The magnitude of floods in this river has however been decreased due to interventions in the catchment. On steep slopes, exclosures have been established; the dense vegetation largely contributes to enhanced infiltration, less flooding and better baseflow. Physical conservation structures such as stone bunds and check dams also intercept runoff.

==Boulders and pebbles in the river bed==
Boulders and pebbles encountered in the river bed can originate from any location higher up in the catchment. In the uppermost stretches of the river, only rock fragments of the upper lithological units will be present in the river bed, whereas more downstream one may find a more comprehensive mix of all lithologies crossed by the river. From upstream to downstream, the following lithological units occur in the catchment.
- Lower basalt
- Amba Aradam Formation
- Mekelle Dolerite
- Antalo Limestone
- Quaternary freshwater tufa

==Transhumance towards the gorge==
Transhumance takes place in the summer rainy season, when the lands near the villages are occupied by crops. Young shepherds will take the village cattle down to the gorge and overnight in small caves. The gorges are particularly attractive as a transhumance destination zone, because there is water and good growth of semi-natural vegetation.

==Trekking along the river==
Trekking routes have been established across and along this river. The tracks are not marked on the ground but can be followed using downloaded .GPX files. Trek 24 follows the southern water divide, parallel to the river, and gives panoramic views over the Ch’eqofo valley. In the rainy season, flash floods may occur and it is advised not to follow the river bed.

**The data:**
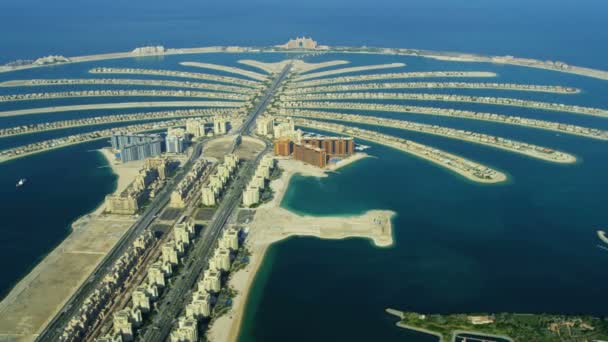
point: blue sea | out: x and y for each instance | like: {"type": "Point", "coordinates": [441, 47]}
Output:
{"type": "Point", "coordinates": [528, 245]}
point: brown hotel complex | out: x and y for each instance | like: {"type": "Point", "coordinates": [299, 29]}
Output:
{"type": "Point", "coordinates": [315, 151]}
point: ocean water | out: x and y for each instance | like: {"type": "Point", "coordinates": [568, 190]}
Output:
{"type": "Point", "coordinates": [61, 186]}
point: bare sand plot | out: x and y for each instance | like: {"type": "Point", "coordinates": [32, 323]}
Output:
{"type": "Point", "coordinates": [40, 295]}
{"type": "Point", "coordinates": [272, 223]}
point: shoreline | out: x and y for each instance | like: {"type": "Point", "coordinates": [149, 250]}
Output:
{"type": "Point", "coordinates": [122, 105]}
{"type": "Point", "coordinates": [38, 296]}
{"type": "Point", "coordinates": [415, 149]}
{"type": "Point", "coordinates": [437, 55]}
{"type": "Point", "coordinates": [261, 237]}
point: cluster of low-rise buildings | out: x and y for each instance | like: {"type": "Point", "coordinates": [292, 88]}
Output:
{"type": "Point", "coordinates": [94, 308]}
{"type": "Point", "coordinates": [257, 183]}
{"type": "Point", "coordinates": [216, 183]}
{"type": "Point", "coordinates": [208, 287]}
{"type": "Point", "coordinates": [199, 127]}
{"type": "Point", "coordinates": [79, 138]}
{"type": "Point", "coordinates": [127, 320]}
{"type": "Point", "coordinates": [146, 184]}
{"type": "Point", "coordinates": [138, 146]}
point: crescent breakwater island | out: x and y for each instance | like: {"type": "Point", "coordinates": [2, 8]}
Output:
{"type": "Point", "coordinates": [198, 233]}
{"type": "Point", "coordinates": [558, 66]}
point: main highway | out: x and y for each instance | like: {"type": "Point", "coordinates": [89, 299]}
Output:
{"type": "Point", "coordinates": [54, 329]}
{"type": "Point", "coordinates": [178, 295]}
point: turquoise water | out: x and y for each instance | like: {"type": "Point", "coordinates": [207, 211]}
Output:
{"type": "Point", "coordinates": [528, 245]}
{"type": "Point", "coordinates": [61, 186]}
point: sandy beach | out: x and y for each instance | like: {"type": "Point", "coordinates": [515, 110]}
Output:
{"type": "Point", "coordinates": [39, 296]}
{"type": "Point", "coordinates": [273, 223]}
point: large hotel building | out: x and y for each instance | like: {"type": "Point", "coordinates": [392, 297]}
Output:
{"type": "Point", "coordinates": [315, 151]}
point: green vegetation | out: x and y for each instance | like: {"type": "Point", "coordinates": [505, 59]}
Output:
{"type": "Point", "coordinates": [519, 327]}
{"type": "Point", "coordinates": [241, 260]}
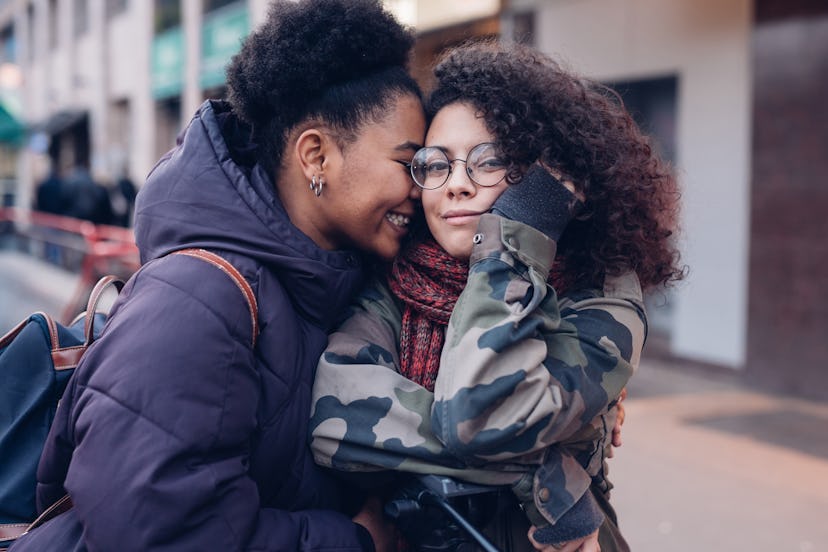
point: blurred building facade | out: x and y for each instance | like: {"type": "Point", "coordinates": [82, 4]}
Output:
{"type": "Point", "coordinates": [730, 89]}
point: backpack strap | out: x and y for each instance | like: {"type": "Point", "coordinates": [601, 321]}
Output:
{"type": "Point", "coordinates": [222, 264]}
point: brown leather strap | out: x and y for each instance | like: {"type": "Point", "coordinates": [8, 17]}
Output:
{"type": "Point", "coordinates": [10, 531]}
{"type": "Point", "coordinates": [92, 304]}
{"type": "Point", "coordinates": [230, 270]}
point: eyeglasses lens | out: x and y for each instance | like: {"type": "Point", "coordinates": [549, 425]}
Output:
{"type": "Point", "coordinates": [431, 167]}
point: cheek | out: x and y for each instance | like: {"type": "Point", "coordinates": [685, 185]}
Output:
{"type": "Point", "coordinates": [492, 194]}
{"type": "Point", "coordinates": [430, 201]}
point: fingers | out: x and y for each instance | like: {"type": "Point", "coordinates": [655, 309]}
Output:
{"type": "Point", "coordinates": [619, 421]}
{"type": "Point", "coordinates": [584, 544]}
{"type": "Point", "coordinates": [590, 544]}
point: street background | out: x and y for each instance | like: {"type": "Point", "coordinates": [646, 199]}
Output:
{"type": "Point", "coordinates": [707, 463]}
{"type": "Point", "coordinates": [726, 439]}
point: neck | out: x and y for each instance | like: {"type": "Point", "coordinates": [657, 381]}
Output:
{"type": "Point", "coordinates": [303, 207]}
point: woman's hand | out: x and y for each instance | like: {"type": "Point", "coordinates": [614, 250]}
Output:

**Exercises to complete:**
1. According to the river text, why are the gorges an attractive destination for transhumance?
2. Condense the paragraph of the river text that begins "Transhumance takes place in the summer rainy season" into a short list, keeping its main facts.
The material has no connection to the river text.

**Solutions:**
1. The gorges attract transhumance because they have water and good growth of semi-natural vegetation. This matters in the summer rainy season, when crops occupy the lands near the villages.

2.
- Transhumance happens in the summer rainy season, when crops occupy the lands near the villages.
- Young shepherds take the village cattle down to the gorge and spend the night in small caves.
- The gorges draw them because they offer water and good growth of semi-natural vegetation.